▸ SHORT EXERCISE
Rewrite the material below with "traffic count sheet" swapped in for every occurrence of "turning-movement log", keeping everything else the same.
* Begin *
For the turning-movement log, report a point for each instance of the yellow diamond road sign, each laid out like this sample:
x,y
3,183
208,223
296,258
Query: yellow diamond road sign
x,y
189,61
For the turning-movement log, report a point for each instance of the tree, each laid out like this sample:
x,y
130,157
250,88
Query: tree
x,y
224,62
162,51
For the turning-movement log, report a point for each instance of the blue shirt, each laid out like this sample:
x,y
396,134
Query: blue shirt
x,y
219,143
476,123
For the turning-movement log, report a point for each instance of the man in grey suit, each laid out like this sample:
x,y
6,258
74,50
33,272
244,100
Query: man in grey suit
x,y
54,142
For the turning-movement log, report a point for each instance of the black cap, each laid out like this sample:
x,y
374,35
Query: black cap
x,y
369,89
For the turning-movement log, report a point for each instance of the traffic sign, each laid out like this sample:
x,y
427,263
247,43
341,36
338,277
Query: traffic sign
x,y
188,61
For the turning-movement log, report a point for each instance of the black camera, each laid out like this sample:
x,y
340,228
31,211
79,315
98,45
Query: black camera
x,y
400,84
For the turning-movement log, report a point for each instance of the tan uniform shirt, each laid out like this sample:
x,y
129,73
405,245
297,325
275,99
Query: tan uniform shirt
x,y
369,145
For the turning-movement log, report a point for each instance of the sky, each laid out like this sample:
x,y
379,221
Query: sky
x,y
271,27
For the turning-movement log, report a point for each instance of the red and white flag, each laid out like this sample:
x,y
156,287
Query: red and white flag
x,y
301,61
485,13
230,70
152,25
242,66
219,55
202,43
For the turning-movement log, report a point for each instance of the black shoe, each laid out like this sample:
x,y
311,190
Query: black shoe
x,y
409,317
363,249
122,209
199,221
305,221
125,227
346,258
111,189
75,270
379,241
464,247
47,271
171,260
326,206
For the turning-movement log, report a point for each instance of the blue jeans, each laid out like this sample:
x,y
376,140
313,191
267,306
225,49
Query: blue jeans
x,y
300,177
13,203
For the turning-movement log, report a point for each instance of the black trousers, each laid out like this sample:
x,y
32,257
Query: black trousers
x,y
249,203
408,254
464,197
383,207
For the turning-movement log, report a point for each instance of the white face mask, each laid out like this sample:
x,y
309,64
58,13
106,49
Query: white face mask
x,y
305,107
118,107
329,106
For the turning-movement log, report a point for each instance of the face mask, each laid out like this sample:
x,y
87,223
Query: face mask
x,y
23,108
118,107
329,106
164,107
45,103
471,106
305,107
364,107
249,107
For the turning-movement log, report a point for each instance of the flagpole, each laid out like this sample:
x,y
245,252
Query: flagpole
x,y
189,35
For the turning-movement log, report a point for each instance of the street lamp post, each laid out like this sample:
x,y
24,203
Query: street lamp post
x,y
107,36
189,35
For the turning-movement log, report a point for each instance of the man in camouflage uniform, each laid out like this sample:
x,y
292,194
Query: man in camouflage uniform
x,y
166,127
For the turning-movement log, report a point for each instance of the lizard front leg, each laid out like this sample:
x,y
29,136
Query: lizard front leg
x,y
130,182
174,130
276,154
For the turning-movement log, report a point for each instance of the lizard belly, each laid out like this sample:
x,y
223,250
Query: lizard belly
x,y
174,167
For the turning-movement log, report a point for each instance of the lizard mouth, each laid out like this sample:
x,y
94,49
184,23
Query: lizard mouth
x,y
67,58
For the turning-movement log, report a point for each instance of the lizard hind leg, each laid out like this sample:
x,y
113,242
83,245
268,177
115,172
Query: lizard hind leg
* End *
▸ SOLVED PROBLEM
For the traffic count sheet, report a point for each instance of the yellow diamond road sign, each laid out like this sample:
x,y
3,183
208,223
296,258
Query: yellow diamond road sign
x,y
189,61
For the traffic count sheet, report a point for each instance of the tree, each laid out like this sample:
x,y
130,157
250,88
Query: tree
x,y
224,62
162,51
For the traffic count sheet, report a point for each instance of the blue shirt, each laid out like this sample:
x,y
396,134
Query: blue shirt
x,y
219,143
476,123
For the traffic count sheet, report a point for each instance of the man in grey suit, each laid out like this sample:
x,y
6,258
74,50
33,272
244,100
Query: man in grey suit
x,y
54,142
For the traffic count sheet, report a point for each instance of the black cap, each laid out like this sample:
x,y
374,35
Query: black cap
x,y
369,89
For the traffic count sheet, report a point for each instance of the traffic sign, each laid out like this sample:
x,y
427,263
247,43
341,36
338,277
Query: traffic sign
x,y
188,61
For the traffic count sheet, report a point for each instance of the black camera, each laid out like this sample:
x,y
340,228
31,211
79,315
98,45
Query: black camera
x,y
400,84
For the traffic count sheet, report a point for each instance of the tan uniform shirt, each laid out like this sample:
x,y
129,73
405,245
297,325
275,99
Query: tan uniform shirt
x,y
369,145
For the traffic count sheet, report a point for each instance of the sky, each laid out like this sample:
x,y
379,221
Query: sky
x,y
271,27
For the traffic count sheet, report a point for each instance of the red and white flag, each laid out like this sample:
x,y
156,287
Query: red and white flag
x,y
301,61
485,13
230,70
152,25
242,66
219,55
202,43
For the traffic count sheet, report a point for each instance of the black shoe, each laid out like this sample:
x,y
311,190
Query: black shoe
x,y
409,317
363,249
122,209
199,221
305,221
125,227
346,258
111,189
75,270
379,241
464,247
47,271
171,260
326,206
For the traffic count sheet, report a point for each instance of the blue jeans, each laid out like this sample:
x,y
376,140
313,191
267,306
225,49
Query: blue jeans
x,y
300,177
13,203
For the traffic count sheet, report a point for each instance of the black trousers, each laid out like this sample:
x,y
32,257
Query: black trousers
x,y
249,203
408,254
464,197
383,207
For the traffic count sheet, report a point for each instance of the white face mask, each laid out like this sample:
x,y
309,64
58,13
106,49
Query: white face mask
x,y
305,107
118,107
329,106
For the traffic count sheet, report a point for each instance of the face mask, each laid out like this sample:
x,y
87,223
Query: face mask
x,y
23,108
118,107
329,106
164,107
45,103
471,106
305,107
364,107
249,107
For the traffic count sheet, report a point for each instance of the flagpole, each laid out like this sample:
x,y
245,252
Query: flagpole
x,y
189,35
For the traffic count sheet, report a point for each instance of the street lamp post, each laid out like this sample:
x,y
24,203
Query: street lamp post
x,y
107,36
189,35
For the traffic count sheet, report a point for each instance of the man in camouflage uniform, each laid out like this sample:
x,y
292,194
Query: man in camouflage uniform
x,y
166,127
For the traffic count sheet, report a point for each instance of the lizard front leg, each laid out like this sample:
x,y
29,136
Query: lizard front leg
x,y
130,182
174,130
276,154
For the traffic count sheet, report a point for each instance of the lizard belly, each laid out like this sample:
x,y
223,250
Query: lizard belly
x,y
174,167
For the traffic count sheet, report a point for each instance of the lizard mouth, each laid out like this sample:
x,y
94,49
184,23
Query: lizard mouth
x,y
67,58
For the traffic count sheet, report a point for each instance of the lizard hind leg, each laid out like this sample:
x,y
113,242
83,245
268,177
115,172
Query: lizard hind leg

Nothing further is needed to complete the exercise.